== Short problem ==
Starting from the line containing "Where can you find the blue sky?", write out the rest of the entries exactly, through the final line, including nothing else.

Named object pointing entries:

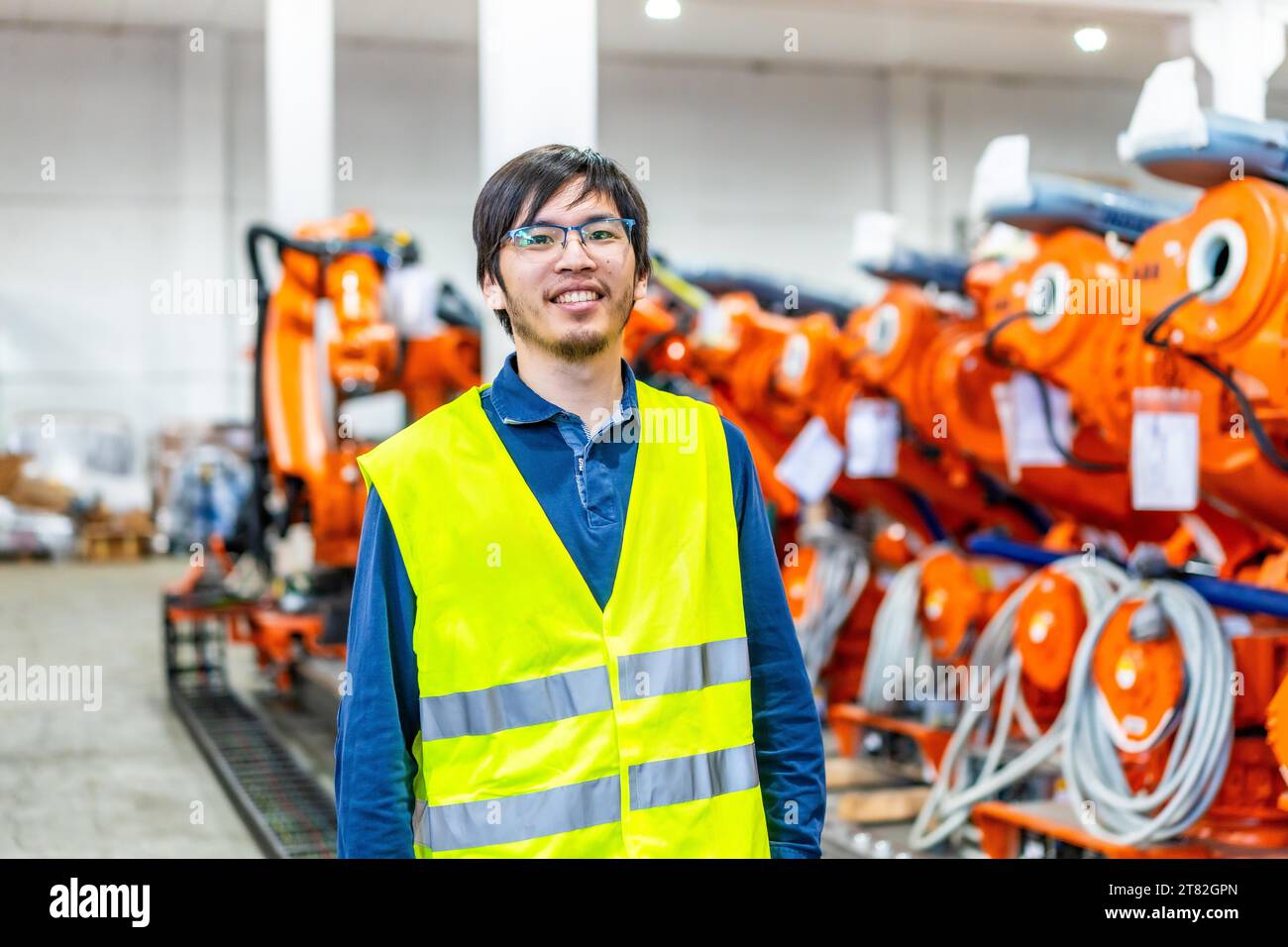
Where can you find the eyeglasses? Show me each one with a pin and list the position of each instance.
(605, 239)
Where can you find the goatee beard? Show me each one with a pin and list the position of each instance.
(578, 347)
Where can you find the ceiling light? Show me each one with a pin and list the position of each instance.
(1090, 39)
(662, 9)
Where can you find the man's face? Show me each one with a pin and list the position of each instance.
(537, 285)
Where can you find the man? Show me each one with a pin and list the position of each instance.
(570, 635)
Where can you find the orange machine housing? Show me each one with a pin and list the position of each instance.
(325, 341)
(1235, 237)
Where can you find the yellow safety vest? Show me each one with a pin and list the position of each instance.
(552, 727)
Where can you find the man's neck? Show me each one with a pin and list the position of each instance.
(588, 389)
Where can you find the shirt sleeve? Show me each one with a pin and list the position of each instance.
(378, 712)
(785, 718)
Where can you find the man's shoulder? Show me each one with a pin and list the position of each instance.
(430, 433)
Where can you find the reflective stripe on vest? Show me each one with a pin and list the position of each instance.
(565, 808)
(692, 668)
(552, 725)
(522, 703)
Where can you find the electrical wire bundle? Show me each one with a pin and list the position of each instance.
(1203, 737)
(897, 635)
(957, 788)
(835, 583)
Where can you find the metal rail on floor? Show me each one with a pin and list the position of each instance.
(284, 808)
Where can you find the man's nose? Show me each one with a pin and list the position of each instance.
(575, 257)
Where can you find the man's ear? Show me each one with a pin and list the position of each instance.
(493, 294)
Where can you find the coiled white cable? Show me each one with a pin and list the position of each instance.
(954, 791)
(897, 635)
(1203, 738)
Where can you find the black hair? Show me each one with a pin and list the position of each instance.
(524, 183)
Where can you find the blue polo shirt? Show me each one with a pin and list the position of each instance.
(583, 480)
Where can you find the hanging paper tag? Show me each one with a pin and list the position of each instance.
(1033, 436)
(713, 326)
(812, 462)
(1025, 433)
(1164, 449)
(872, 438)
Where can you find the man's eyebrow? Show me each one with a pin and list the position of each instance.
(589, 219)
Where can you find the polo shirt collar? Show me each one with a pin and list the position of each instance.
(516, 403)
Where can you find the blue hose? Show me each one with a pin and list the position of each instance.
(1220, 592)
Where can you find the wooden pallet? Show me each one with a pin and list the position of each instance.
(107, 543)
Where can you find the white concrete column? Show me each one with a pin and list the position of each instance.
(202, 248)
(911, 159)
(537, 85)
(299, 68)
(1241, 44)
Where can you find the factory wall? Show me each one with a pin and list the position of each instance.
(755, 167)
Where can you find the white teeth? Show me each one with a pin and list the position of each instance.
(579, 296)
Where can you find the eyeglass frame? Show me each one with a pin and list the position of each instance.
(580, 228)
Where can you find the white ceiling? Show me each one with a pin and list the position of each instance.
(1021, 38)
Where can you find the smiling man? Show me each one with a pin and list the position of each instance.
(568, 634)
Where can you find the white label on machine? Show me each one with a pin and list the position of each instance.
(1164, 450)
(872, 438)
(713, 325)
(812, 463)
(1024, 425)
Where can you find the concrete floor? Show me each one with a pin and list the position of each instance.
(121, 781)
(115, 783)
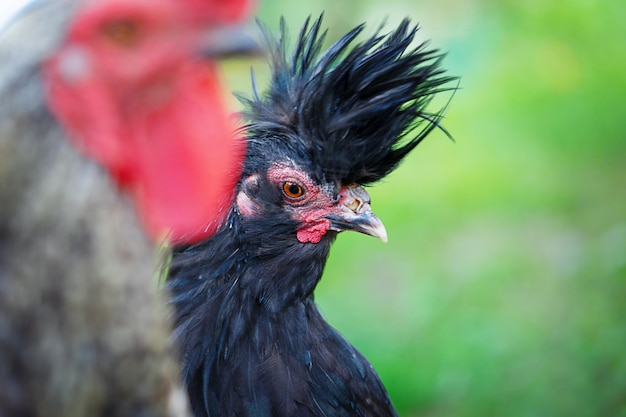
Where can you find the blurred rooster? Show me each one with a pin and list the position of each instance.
(252, 340)
(82, 330)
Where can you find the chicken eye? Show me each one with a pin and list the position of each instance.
(292, 189)
(122, 32)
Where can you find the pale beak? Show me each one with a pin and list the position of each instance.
(355, 213)
(228, 41)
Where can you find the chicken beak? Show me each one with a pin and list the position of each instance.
(228, 41)
(355, 213)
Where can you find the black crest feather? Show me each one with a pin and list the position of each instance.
(356, 109)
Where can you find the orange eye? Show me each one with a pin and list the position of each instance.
(292, 189)
(123, 32)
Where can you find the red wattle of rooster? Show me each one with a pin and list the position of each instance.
(150, 111)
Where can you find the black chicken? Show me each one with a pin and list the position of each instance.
(252, 340)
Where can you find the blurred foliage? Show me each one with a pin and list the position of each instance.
(502, 290)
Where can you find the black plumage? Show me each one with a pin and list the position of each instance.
(252, 340)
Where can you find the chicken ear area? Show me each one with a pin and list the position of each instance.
(178, 157)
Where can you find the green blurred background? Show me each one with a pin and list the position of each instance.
(502, 290)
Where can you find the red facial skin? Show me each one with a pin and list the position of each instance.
(128, 88)
(309, 209)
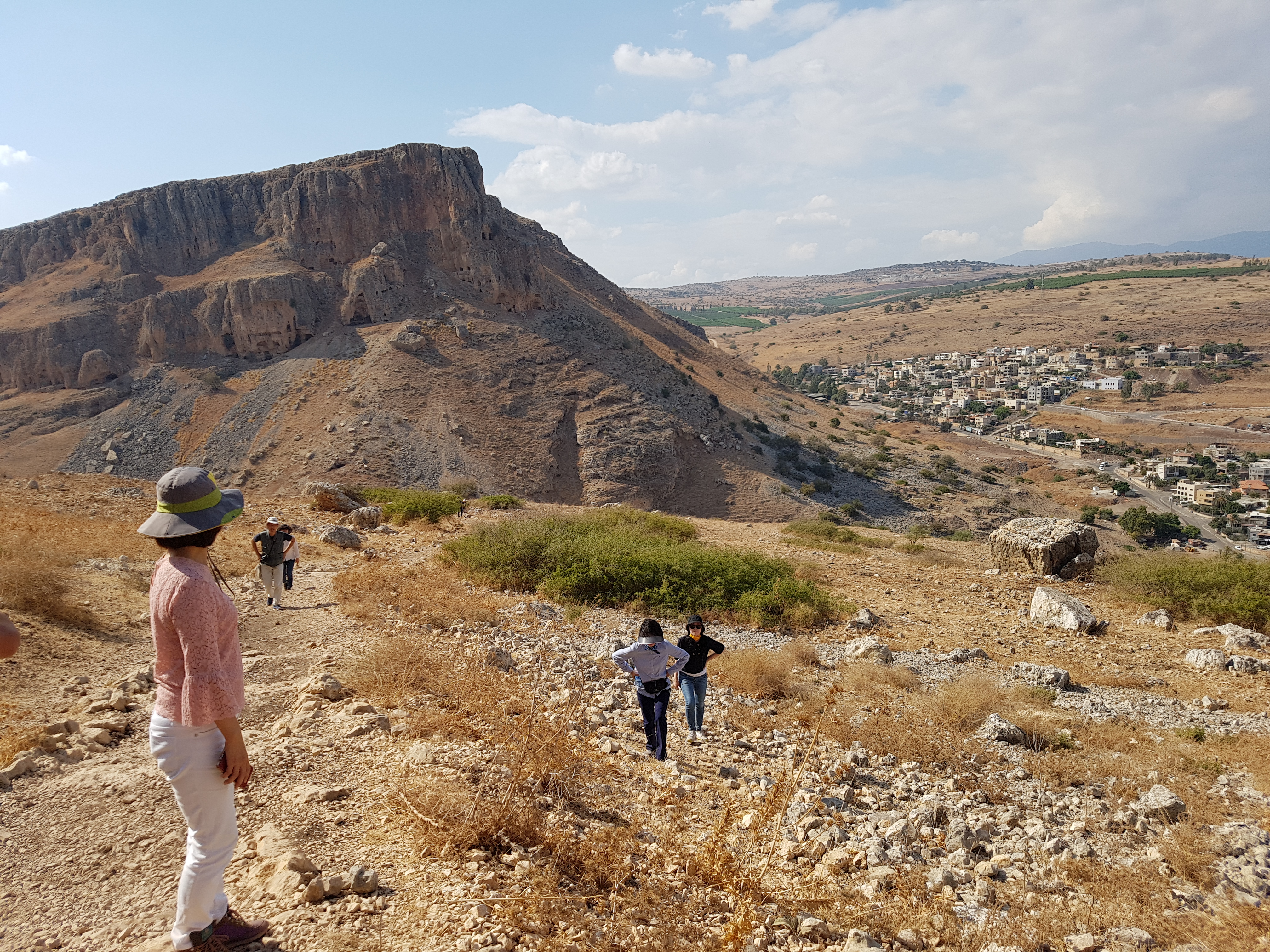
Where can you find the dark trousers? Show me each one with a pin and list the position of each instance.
(655, 722)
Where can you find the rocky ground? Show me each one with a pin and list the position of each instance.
(1126, 812)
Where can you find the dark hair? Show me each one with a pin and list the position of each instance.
(200, 540)
(649, 626)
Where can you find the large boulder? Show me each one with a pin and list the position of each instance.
(1207, 659)
(1042, 546)
(1160, 804)
(369, 517)
(1239, 637)
(868, 647)
(1043, 676)
(1057, 610)
(998, 728)
(341, 536)
(331, 498)
(411, 339)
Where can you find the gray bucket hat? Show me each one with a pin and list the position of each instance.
(190, 503)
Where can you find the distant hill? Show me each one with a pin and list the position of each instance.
(1245, 244)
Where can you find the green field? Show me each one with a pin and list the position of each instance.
(721, 318)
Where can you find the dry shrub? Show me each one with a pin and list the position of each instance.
(40, 588)
(936, 559)
(33, 573)
(422, 594)
(766, 675)
(959, 706)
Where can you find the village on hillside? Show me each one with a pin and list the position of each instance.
(994, 393)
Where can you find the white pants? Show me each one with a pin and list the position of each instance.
(272, 578)
(188, 756)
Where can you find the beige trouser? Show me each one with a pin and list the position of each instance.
(272, 578)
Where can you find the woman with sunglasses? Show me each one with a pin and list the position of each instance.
(693, 678)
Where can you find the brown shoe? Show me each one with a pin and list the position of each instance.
(233, 931)
(205, 940)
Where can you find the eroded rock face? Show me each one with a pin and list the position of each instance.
(1057, 610)
(1043, 546)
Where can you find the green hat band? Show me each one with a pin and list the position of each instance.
(196, 506)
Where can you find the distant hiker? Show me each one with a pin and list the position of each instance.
(290, 557)
(195, 734)
(271, 547)
(11, 639)
(693, 680)
(653, 662)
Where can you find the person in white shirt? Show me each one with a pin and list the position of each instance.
(290, 557)
(653, 660)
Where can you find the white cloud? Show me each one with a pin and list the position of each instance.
(554, 169)
(571, 223)
(743, 14)
(1063, 223)
(13, 156)
(954, 241)
(665, 64)
(945, 111)
(1228, 105)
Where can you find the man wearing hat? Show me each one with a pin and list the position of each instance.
(653, 660)
(271, 549)
(195, 733)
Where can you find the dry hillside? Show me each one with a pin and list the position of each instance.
(477, 752)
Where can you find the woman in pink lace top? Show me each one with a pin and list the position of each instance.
(195, 734)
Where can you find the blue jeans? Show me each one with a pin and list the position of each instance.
(694, 687)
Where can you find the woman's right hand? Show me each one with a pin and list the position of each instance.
(238, 767)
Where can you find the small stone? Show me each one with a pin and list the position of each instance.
(363, 879)
(327, 686)
(998, 728)
(1160, 804)
(340, 536)
(1081, 942)
(860, 941)
(1207, 659)
(1130, 938)
(1160, 619)
(1043, 676)
(313, 794)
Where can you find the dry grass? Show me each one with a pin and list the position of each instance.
(422, 594)
(33, 574)
(766, 675)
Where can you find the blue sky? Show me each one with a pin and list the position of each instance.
(681, 143)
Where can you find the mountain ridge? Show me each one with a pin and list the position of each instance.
(378, 316)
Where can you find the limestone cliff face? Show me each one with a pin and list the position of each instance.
(251, 264)
(510, 361)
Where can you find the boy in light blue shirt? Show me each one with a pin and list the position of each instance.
(653, 660)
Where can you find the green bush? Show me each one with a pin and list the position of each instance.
(620, 557)
(1225, 589)
(403, 506)
(502, 502)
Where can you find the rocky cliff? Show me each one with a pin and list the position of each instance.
(385, 314)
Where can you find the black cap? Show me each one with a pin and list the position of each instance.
(651, 631)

== Full output ==
Where can you find the blue sky? Show me each one with a pin and list the position of each instance.
(681, 143)
Where can you find the mountain ridge? Show me each one with a pin and list the position of each instance.
(378, 316)
Where can you find the limestone cliff face? Show me each one with a pin and list the position of each instance.
(251, 264)
(510, 361)
Where can you find the boy in light blue shirt? Show me each one with a pin and list the position of each instance.
(653, 660)
Where can you find the green bush? Show me each one with a pin and list the position of each instance.
(620, 557)
(1225, 589)
(403, 506)
(502, 502)
Where can you find the rocky cliff? Show me each one with a pin and list the position of each instance.
(385, 314)
Where can you find the black cap? Show me each one with a pin and list the position of each instance.
(651, 631)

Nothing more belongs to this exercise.